• Stated goal: Starting at the line that contains "of the shrub" and continuing through the end of the listing below, reproduce those lines with "pixel coordinates" swapped for "image coordinates", leaving all else unchanged.

• Extracted material:
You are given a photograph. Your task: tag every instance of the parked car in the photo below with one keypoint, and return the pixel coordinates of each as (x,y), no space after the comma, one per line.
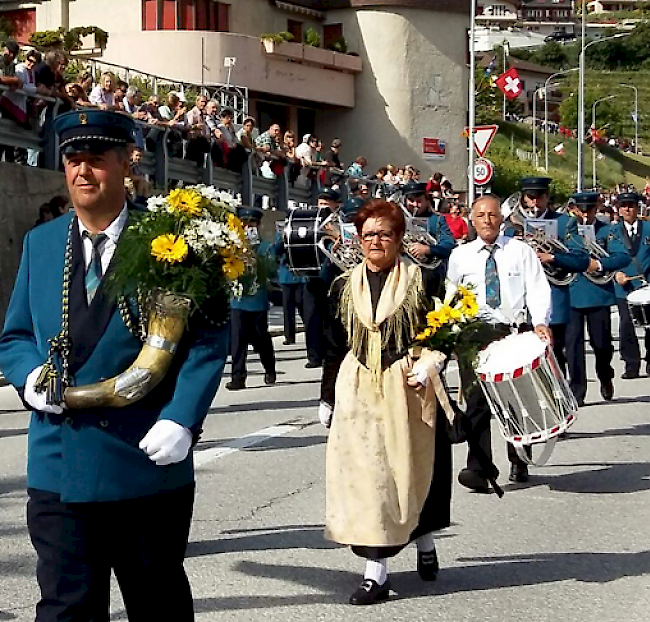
(560,35)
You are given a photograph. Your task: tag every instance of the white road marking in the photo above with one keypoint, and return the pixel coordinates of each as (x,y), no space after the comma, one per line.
(201,458)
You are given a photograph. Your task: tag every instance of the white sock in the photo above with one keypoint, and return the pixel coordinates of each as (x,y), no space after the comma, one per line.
(377,570)
(425,543)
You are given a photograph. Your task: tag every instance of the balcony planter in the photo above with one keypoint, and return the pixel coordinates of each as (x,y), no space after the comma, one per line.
(346,62)
(318,56)
(285,49)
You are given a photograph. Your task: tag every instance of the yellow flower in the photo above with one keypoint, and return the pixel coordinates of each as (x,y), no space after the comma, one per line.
(170,248)
(186,202)
(233,266)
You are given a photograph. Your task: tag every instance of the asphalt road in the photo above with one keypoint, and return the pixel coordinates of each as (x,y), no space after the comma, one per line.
(573,545)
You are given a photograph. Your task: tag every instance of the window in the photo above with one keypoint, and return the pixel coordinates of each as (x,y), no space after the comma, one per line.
(332,33)
(295,28)
(185,15)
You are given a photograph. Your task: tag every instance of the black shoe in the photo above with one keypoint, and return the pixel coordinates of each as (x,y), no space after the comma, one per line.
(370,592)
(607,390)
(518,473)
(473,480)
(428,565)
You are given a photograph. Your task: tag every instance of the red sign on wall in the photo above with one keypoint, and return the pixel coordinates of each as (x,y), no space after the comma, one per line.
(434,148)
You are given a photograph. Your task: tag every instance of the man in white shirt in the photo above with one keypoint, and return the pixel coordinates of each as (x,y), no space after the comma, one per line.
(512,292)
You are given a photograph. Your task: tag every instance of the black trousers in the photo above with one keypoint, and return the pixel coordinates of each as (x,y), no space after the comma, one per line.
(559,345)
(599,327)
(292,300)
(628,342)
(314,304)
(250,327)
(142,541)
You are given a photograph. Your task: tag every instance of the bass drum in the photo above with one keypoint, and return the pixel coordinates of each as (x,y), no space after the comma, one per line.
(302,233)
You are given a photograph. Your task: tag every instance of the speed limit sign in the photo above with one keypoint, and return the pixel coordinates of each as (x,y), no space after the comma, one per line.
(483,171)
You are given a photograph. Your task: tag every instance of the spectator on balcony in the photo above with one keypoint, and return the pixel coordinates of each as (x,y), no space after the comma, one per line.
(85,82)
(355,170)
(198,143)
(245,134)
(103,95)
(175,108)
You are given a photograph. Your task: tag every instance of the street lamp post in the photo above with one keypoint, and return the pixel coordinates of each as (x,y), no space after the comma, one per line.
(472,102)
(593,128)
(636,114)
(581,95)
(546,85)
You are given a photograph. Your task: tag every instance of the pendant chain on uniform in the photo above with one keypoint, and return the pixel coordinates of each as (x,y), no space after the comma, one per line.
(50,380)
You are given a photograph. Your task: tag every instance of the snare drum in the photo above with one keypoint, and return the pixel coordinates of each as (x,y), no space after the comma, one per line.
(302,232)
(527,393)
(639,303)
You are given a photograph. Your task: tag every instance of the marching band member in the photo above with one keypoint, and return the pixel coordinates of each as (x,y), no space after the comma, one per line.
(249,317)
(418,204)
(633,235)
(591,302)
(109,488)
(511,288)
(388,478)
(535,199)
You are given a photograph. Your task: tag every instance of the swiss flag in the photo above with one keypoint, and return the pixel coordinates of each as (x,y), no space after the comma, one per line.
(510,84)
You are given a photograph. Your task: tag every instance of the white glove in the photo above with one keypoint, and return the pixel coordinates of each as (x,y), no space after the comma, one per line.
(167,442)
(325,412)
(37,400)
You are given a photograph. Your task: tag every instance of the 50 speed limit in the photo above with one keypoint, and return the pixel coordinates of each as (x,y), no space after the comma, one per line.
(483,171)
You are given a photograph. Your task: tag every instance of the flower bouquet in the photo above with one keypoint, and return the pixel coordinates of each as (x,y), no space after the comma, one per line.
(452,326)
(188,253)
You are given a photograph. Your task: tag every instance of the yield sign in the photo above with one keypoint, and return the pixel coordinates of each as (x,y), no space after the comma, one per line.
(483,135)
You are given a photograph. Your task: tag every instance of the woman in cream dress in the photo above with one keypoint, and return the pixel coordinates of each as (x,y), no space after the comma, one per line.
(388,454)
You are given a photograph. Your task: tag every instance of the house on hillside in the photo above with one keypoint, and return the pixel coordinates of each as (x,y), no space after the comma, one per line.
(402,47)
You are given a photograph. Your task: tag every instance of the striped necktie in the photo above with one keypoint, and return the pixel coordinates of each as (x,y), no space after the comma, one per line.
(492,283)
(94,271)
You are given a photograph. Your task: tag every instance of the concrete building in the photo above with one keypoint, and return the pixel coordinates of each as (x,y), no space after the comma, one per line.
(407,81)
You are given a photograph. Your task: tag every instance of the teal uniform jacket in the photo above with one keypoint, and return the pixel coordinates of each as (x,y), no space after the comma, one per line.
(439,229)
(639,255)
(259,301)
(575,260)
(587,295)
(93,455)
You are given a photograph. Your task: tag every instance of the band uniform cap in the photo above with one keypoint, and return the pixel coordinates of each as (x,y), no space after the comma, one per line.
(250,213)
(414,189)
(585,200)
(628,197)
(331,194)
(93,130)
(536,183)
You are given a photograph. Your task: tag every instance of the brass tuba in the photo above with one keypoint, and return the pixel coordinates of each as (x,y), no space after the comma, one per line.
(167,318)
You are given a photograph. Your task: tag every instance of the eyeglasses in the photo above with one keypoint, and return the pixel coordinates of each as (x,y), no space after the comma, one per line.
(382,235)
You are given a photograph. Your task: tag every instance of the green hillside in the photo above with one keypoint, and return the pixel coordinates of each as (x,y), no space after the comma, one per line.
(612,168)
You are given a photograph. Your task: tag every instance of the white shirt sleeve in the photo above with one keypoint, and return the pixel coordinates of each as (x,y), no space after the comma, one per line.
(538,291)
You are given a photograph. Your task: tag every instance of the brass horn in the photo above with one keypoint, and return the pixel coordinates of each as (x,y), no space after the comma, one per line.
(168,315)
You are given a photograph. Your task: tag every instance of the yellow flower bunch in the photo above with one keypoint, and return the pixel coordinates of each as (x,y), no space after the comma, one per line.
(169,248)
(233,266)
(188,202)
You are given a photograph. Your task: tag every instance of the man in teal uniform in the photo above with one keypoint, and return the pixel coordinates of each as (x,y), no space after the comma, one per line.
(250,314)
(535,204)
(109,488)
(591,303)
(633,236)
(418,204)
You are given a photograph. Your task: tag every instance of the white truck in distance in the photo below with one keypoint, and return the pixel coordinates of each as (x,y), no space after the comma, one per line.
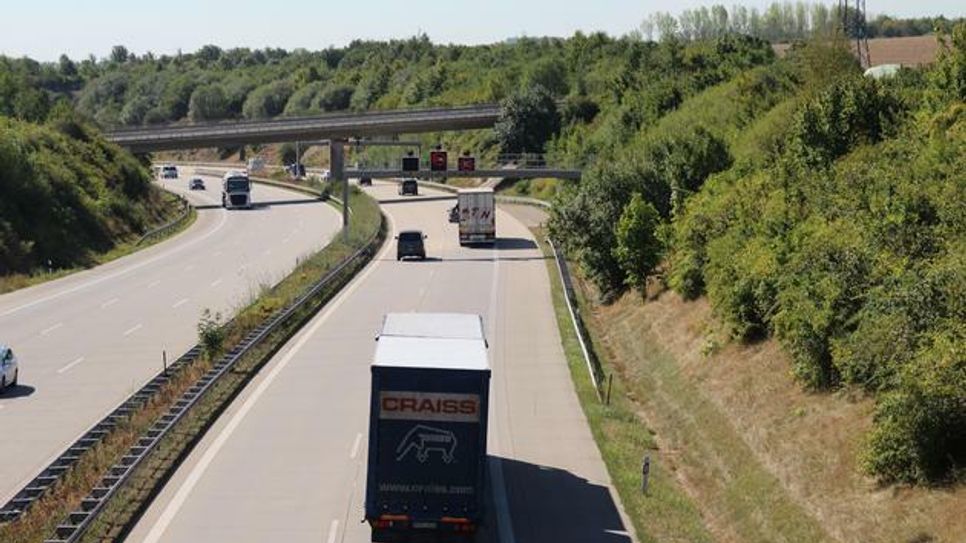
(476,209)
(236,191)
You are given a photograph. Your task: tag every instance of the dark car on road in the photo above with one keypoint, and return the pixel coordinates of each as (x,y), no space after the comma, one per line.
(409,186)
(409,243)
(9,370)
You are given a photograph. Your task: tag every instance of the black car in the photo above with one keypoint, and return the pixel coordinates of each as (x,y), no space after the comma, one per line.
(409,243)
(409,186)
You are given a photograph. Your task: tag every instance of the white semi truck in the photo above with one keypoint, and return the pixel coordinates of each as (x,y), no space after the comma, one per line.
(476,209)
(236,191)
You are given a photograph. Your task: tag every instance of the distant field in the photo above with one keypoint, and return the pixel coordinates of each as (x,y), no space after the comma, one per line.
(910,51)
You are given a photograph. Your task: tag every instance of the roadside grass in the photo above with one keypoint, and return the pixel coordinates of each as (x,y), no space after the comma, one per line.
(666,513)
(741,498)
(41,519)
(10,283)
(753,443)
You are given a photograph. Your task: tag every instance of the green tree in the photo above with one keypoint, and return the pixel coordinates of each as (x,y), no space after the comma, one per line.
(527,121)
(208,103)
(638,248)
(119,54)
(549,73)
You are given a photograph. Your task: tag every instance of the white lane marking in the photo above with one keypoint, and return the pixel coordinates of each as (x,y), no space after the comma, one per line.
(71,365)
(50,329)
(170,510)
(355,446)
(117,274)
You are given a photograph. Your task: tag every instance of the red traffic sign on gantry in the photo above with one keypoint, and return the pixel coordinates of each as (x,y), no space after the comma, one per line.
(437,161)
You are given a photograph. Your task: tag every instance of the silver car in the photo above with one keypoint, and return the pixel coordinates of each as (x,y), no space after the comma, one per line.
(8,368)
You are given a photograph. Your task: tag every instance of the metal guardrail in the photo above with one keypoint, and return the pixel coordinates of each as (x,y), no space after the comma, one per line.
(49,477)
(79,521)
(163,229)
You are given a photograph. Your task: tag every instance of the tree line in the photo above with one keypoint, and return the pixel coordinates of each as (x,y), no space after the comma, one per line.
(781,22)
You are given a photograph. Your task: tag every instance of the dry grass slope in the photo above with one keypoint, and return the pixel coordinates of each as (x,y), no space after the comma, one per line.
(763,459)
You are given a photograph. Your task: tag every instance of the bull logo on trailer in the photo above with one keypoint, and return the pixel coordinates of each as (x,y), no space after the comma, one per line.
(423,440)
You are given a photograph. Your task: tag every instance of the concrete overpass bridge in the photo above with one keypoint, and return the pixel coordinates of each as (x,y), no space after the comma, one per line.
(341,126)
(338,129)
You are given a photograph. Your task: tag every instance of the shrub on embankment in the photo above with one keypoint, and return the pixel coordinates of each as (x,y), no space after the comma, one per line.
(830,216)
(67,195)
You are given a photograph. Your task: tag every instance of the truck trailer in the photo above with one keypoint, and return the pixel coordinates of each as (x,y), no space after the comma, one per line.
(427,428)
(236,191)
(476,209)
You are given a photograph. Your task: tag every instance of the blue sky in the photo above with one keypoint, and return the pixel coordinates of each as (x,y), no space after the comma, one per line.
(43,29)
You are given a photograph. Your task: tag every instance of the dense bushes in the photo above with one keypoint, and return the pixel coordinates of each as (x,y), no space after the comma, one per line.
(848,246)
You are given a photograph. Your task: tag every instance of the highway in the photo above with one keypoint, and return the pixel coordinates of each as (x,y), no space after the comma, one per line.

• Result for this exercise:
You are given a photograph. Your task: tag every instance of the shrub on embankment in the photo above with one keypoint, and return the image coordinates of each as (x,y), no space after the comma, one per line.
(830,216)
(67,195)
You are given a photograph. Your task: tag every instance of the truck trailer in the photo above with one keypoint, and return the image coordinates of each as (x,y), no space after the comma, one per line.
(427,428)
(236,191)
(476,209)
You are given a photograph. Your task: tag every instance of the blue sky in the photo above with one keypoint, and return the image coordinates of each as (x,y), no space after the comma, one per line.
(43,29)
You are given a photograph. Your task: tag every instance of the dense bushes in the photo above with one keypoint, and return the image coordinates of each as (x,y), no space after the comma, one per line.
(848,246)
You are given a photograph. Your task: tag every instance of the highway in the photo above with one keypoint, and return the image coordinates of each as (x,y), no space after the comma, one per line.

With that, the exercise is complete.